Could you output everything in the records below, from the line containing "segment: fruit stalk" down to the line containing "147 173 L 142" with both of those lines included, as a numbered list with blank lines dropped and the pictures left out?

***** Excerpted data *****

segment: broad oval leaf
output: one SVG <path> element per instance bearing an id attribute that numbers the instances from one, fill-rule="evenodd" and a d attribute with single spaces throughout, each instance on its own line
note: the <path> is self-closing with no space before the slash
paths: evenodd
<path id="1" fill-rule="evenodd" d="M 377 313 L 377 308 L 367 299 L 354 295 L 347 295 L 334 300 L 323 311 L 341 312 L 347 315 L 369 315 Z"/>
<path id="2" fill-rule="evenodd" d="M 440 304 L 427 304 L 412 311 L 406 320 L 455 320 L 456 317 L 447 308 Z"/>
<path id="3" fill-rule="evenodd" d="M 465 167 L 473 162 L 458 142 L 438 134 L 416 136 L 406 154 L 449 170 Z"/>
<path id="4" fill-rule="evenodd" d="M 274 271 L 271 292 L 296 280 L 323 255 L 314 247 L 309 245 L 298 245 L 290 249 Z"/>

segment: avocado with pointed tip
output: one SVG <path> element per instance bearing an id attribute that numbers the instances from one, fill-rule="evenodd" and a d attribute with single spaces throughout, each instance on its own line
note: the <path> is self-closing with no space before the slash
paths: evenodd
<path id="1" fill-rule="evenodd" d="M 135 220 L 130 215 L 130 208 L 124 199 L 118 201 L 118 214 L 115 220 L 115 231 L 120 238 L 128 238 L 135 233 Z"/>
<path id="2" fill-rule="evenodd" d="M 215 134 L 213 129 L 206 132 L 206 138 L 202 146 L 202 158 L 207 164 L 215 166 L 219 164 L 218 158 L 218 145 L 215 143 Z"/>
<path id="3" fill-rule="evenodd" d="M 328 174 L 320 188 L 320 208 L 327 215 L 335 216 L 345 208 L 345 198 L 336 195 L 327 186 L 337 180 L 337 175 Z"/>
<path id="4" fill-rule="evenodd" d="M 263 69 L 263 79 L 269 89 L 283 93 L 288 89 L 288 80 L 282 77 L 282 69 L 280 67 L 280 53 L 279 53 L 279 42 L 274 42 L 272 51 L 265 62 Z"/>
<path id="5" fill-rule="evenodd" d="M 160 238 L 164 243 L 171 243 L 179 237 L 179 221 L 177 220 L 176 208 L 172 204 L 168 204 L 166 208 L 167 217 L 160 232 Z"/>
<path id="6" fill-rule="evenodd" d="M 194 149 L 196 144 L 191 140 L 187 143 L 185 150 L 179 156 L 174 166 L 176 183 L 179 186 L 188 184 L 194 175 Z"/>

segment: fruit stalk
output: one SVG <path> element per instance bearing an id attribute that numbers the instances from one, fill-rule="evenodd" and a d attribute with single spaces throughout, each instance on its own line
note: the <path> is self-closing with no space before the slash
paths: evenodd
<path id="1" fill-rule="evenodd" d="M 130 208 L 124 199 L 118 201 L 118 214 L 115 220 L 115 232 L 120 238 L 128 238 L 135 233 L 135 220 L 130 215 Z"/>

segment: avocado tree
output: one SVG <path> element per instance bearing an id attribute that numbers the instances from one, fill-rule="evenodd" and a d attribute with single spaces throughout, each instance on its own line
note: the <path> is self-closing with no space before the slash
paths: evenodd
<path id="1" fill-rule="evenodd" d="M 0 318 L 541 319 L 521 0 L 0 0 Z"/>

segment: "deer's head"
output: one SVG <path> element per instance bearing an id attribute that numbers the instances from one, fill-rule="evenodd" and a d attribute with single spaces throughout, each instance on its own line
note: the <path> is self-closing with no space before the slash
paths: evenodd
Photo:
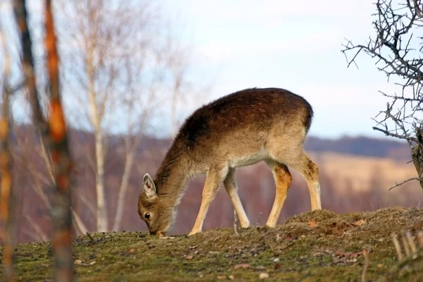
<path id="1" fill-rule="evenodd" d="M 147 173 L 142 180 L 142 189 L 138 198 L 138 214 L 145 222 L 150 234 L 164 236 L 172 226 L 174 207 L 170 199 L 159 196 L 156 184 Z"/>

*****
***** Excerpted data *****

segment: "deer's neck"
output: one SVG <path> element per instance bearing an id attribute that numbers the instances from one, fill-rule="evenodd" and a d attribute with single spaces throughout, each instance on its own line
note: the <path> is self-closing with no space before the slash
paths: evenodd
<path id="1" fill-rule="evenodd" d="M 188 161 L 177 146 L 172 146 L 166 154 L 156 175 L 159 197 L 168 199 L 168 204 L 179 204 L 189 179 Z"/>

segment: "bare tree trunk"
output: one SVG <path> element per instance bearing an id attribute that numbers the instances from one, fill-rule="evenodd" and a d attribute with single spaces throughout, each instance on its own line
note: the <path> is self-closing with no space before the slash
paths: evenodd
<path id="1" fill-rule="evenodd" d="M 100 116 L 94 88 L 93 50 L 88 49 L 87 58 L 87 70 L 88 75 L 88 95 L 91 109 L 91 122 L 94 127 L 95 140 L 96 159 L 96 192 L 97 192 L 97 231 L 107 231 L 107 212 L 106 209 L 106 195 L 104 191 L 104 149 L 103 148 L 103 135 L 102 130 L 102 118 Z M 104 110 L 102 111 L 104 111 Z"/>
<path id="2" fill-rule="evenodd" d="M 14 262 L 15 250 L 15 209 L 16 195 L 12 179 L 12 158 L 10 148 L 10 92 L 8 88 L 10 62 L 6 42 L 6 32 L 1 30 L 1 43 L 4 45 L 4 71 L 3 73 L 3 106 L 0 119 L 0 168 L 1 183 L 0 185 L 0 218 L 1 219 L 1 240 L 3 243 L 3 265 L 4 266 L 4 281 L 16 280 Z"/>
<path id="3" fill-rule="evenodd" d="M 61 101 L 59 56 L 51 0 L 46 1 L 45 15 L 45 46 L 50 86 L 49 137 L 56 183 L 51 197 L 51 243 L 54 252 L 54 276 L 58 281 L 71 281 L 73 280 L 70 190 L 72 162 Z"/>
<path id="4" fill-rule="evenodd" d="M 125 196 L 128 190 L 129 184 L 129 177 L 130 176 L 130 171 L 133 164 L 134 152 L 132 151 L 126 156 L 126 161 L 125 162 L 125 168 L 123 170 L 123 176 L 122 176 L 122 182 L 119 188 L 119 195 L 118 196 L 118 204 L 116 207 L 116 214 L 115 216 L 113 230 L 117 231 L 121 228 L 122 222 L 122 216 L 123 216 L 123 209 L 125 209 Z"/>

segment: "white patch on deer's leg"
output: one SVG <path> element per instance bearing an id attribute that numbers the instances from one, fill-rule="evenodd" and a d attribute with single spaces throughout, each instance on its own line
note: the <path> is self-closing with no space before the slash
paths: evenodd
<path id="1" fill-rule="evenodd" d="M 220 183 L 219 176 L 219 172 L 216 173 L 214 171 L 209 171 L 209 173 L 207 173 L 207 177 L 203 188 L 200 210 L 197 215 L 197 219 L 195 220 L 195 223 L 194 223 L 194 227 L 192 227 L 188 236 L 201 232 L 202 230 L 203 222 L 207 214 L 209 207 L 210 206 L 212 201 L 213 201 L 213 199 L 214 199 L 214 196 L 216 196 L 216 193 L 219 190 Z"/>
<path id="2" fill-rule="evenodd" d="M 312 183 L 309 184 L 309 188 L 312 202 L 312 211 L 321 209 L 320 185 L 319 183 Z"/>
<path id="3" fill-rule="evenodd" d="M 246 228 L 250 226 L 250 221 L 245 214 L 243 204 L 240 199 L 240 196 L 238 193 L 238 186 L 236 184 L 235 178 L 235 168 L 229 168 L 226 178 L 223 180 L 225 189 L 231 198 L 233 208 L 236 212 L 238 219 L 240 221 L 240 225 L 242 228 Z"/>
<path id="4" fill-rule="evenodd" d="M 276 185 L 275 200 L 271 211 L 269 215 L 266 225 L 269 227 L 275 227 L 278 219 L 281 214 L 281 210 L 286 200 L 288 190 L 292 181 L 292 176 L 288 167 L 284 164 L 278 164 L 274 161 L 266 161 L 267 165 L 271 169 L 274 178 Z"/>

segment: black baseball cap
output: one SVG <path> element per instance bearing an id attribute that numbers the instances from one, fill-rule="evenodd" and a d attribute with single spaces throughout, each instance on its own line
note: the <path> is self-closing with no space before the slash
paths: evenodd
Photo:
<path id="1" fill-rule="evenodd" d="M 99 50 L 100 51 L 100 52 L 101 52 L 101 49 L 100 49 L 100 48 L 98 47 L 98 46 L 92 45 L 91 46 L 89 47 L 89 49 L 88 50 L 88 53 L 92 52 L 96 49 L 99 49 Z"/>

*****
***** Excerpted data *****

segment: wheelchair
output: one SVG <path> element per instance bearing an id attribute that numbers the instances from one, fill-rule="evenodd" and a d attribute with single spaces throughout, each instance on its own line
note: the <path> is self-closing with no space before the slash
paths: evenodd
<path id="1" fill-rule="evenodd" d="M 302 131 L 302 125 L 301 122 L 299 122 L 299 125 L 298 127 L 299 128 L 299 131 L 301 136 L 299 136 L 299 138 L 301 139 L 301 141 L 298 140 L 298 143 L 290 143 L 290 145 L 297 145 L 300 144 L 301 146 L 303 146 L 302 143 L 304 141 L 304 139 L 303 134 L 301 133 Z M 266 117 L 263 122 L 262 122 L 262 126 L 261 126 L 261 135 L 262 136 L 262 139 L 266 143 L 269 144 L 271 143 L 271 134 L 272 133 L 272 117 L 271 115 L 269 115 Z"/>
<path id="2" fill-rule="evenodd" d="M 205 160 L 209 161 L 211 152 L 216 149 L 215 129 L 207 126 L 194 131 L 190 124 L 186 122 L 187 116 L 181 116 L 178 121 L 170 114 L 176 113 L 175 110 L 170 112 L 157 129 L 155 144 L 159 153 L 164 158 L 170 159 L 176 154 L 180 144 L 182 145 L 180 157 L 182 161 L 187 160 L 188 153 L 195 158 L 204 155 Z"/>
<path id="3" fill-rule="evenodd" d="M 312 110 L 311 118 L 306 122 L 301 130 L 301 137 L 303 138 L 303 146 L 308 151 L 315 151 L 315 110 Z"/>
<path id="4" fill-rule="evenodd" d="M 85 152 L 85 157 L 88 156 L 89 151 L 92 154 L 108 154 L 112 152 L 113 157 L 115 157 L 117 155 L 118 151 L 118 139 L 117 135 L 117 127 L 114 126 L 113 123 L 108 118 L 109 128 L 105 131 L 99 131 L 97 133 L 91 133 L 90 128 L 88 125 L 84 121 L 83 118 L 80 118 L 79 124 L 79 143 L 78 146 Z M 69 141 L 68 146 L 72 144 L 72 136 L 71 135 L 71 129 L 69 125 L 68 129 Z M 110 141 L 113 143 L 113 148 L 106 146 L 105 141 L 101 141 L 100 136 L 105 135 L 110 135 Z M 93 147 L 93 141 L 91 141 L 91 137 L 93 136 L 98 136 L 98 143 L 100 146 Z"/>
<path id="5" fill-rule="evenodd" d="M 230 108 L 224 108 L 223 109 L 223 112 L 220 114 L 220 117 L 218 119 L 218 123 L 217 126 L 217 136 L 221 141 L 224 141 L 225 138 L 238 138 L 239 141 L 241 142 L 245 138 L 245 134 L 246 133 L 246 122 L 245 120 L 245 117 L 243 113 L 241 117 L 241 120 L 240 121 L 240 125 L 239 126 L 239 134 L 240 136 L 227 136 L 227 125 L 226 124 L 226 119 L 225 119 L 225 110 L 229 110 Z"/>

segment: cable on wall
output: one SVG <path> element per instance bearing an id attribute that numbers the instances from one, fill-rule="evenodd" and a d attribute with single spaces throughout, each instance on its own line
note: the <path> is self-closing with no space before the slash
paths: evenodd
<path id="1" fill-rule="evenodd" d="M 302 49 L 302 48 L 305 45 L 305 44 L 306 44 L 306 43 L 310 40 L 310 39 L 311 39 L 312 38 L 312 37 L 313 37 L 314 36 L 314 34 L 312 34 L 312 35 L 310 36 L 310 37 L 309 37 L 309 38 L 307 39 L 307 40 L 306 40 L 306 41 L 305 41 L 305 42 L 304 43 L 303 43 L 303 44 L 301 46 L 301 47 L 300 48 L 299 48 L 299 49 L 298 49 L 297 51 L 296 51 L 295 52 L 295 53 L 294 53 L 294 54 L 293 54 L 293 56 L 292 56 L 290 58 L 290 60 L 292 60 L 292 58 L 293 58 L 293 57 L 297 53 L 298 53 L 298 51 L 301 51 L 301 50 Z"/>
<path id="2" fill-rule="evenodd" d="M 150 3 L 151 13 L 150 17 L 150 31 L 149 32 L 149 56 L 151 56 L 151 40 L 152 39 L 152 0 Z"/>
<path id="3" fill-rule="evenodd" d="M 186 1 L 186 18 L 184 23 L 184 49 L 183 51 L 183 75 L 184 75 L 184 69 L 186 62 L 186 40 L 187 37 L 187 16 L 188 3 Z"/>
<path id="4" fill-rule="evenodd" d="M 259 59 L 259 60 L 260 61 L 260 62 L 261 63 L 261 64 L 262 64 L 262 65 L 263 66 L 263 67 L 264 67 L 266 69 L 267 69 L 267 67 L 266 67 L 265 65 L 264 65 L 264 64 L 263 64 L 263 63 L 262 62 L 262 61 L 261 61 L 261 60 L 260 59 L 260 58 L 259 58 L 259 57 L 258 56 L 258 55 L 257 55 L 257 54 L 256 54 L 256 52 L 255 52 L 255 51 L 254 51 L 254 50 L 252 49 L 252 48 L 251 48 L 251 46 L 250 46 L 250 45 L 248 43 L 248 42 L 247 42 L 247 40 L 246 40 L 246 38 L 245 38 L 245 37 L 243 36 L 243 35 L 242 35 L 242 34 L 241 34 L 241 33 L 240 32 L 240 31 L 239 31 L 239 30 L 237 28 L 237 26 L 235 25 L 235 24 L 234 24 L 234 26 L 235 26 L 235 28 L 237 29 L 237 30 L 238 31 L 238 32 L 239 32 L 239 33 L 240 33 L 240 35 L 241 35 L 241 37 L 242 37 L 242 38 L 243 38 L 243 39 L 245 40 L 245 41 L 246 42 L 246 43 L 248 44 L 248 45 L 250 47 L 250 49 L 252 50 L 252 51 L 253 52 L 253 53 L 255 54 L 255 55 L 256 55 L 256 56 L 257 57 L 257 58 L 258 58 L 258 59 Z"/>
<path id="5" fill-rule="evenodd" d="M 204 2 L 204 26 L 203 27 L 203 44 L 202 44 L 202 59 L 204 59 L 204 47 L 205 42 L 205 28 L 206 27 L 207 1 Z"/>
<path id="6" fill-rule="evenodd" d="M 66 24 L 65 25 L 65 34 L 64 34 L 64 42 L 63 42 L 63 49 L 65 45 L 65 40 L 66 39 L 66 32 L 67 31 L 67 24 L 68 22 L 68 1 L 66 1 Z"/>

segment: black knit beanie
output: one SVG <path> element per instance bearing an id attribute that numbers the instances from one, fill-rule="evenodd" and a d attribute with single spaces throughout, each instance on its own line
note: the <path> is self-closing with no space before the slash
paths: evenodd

*****

- _Response to this task_
1. segment: fruit stalk
2. output: one SVG <path> element per instance bearing an id attribute that numbers the instances from one, fill-rule="evenodd" and a d attribute with single spaces throughout, each instance on its own line
3. note: the <path> is self-closing with no space before the slash
4. paths: evenodd
5. <path id="1" fill-rule="evenodd" d="M 130 208 L 124 199 L 118 201 L 118 214 L 115 220 L 115 232 L 120 238 L 128 238 L 135 233 L 135 220 L 130 215 Z"/>
6. segment: avocado tree
7. output: one SVG <path> element per instance bearing an id attribute that numbers the instances from one, fill-rule="evenodd" and a d attribute with single spaces throughout, each instance on its own line
8. note: the <path> is self-closing with no space before the slash
9. paths: evenodd
10. <path id="1" fill-rule="evenodd" d="M 0 318 L 541 319 L 521 0 L 0 0 Z"/>
11. segment: "deer's head"
12. output: one SVG <path> element per instance bearing an id attribute that numbers the instances from one, fill-rule="evenodd" and a d attribute with single spaces throughout, each instance on its own line
13. note: the <path> is self-closing with no space before the slash
14. paths: evenodd
15. Photo:
16. <path id="1" fill-rule="evenodd" d="M 147 173 L 142 180 L 142 189 L 138 198 L 138 214 L 145 222 L 150 234 L 164 236 L 172 226 L 174 207 L 170 199 L 159 196 L 156 184 Z"/>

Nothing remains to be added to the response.